Background

Bacteria producing HCN have plant growth–promoting (PGP) characteristics, being included in biofertilizer production as a biocontrol agent [1]. The role of HCN is to display its toxic effect on the respiration of other microbes, where cyanide binds to the metal ions present in cytochrome oxidase. Particularly, it inhibits the electron transport chain by binding with the carrier ions, i.e., Cr⁶⁺and Fe^3+, and checks regular energy supply, resulting in the ultimate death of the pathogens [2]. Most of the bacterial species, mainly rhizobacteria, release HCN as secondary volatile metabolites under nutrient stress conditions in their idiophase. Major HCN producers are Pseudomonas, Bacillus, Alkaligenes, and Klebsiella pneumoniae [3]. Production of the HCN is catalyzed by a membrane-bound HCN synthase complex, encoded by the hcnABC operon, which converts glycine into HCN and carbon dioxide [4]. Biosynthesis is tightly regulated and induced under specific environmental conditions such as low oxygen availability, stationary growth phase, and the presence of glycine, highlighting its role as a competitive metabolite rather than a constitutive product [5]. Regulatory systems like the anaerobic regulator ANR, the quorum-sensing transcription factors LasR/RhlR, and the GacS/GacA two-component system play central roles in controlling hcnABC expression in response to environmental and population-level cues [6,7]. These regulatory networks integrate oxygen levels, cell density, and nutrient status to fine-tune HCN production, ensuring it occurs primarily under nutrient-limiting or competitive conditions typical of the rhizosphere. Despite being toxic, HCN is efficiently secreted extracellularly, allowing the producing bacteria to inhibit surrounding pathogens while avoiding self-harm. This well-regulated secondary metabolism confers a selective advantage in microbial communities, particularly in plant-associated niches.

Some of the experimental evidence now suggests that there is no consistent correlation between the amount of HCN produced by rhizobacteria in vitro and their biocontrol performance. Specifically, strains characterized as HCN-positive (HCN) did not exhibit strong inhibition against common phytopathogens due to HCN production. In vitro assays also revealed that the minimum inhibitory concentration (MIC) of cyanide required to impact microbial growth was approximately tenfold higher than what is naturally produced by HCN-producing bacteria, suggesting that its levels in the rhizosphere are unlikely to exert broad-spectrum antimicrobial activity [8].

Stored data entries

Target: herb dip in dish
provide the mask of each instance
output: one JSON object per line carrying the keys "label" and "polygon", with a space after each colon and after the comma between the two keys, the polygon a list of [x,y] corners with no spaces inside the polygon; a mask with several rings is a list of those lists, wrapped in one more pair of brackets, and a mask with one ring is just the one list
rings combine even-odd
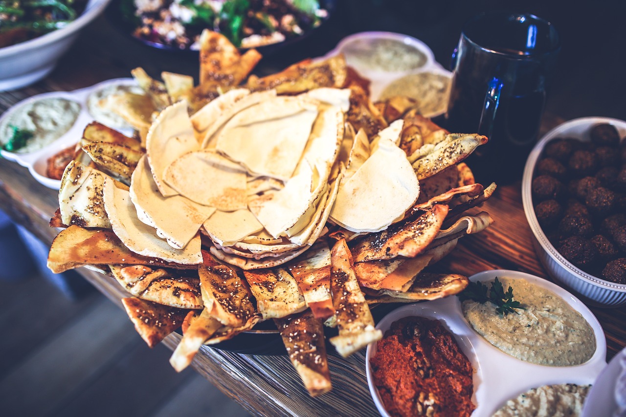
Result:
{"label": "herb dip in dish", "polygon": [[[6,150],[27,153],[41,149],[64,135],[74,125],[80,103],[50,98],[29,101],[12,111],[0,125],[0,142]],[[20,137],[20,143],[14,138]]]}
{"label": "herb dip in dish", "polygon": [[485,340],[514,358],[540,365],[578,365],[593,356],[593,331],[565,300],[525,279],[500,279],[505,289],[513,288],[525,309],[501,315],[490,301],[464,301],[463,316]]}
{"label": "herb dip in dish", "polygon": [[533,388],[506,401],[493,417],[580,416],[590,386],[560,384]]}

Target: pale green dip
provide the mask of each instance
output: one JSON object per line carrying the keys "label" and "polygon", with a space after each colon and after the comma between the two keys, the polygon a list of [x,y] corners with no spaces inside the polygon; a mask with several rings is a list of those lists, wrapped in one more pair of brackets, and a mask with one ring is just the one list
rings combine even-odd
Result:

• **COMPLETE THE FOLLOWING**:
(a) List the bacteria that the text on bacterial HCN production names as major HCN producers.
(b) Reproduce the passage of the text on bacterial HCN production from "Some of the" to "antimicrobial activity [8].".

• **RESPONSES**:
(a) Pseudomonas, Bacillus, Alkaligenes, Klebsiella pneumoniae

(b)
Some of the experimental evidence now suggests that there is no consistent correlation between the amount of HCN produced by rhizobacteria in vitro and their biocontrol performance. Specifically, strains characterized as HCN-positive (HCN) did not exhibit strong inhibition against common phytopathogens due to HCN production. In vitro assays also revealed that the minimum inhibitory concentration (MIC) of cyanide required to impact microbial growth was approximately tenfold higher than what is naturally produced by HCN-producing bacteria, suggesting that its levels in the rhizosphere are unlikely to exert broad-spectrum antimicrobial activity [8].